▶ **Exercise description**
Among the lines below, list those containing the string "spoon".

═════ Provided records ═════

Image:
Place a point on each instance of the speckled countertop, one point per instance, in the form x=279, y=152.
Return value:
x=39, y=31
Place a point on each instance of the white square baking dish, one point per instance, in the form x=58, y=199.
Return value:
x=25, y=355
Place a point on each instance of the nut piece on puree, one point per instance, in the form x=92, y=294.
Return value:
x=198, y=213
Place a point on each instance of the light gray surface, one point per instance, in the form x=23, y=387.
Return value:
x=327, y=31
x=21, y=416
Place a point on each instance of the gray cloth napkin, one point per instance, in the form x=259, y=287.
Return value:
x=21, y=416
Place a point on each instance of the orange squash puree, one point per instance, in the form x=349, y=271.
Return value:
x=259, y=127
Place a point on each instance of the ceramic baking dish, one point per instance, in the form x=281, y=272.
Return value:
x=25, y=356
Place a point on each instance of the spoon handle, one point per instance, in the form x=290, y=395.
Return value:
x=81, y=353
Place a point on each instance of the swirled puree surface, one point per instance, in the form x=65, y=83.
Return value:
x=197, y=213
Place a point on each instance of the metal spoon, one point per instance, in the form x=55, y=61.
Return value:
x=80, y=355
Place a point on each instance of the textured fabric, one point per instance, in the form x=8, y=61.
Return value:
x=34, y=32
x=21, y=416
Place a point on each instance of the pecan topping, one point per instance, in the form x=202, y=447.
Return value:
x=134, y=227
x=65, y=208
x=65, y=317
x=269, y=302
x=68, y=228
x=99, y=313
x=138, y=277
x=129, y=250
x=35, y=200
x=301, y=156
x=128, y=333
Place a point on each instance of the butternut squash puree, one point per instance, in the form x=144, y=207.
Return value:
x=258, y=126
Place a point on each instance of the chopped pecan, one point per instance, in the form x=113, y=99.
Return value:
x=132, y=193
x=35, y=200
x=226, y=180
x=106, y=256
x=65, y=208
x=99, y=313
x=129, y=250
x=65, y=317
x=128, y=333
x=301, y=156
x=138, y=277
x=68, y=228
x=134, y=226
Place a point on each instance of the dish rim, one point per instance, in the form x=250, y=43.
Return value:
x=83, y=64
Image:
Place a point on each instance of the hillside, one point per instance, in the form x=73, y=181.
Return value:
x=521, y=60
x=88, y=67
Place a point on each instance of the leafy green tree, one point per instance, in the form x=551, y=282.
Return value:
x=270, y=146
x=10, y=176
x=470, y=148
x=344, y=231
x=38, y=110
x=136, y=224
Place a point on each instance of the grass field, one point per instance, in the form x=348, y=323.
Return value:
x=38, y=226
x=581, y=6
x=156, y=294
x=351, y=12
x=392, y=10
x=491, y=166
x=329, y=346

═════

▶ **Result of this task**
Place a point on each instance of the spoon handle, one point per instance, in the form x=290, y=395.
Place a point on each instance of the metal spoon, one point per instance, in the form x=55, y=61.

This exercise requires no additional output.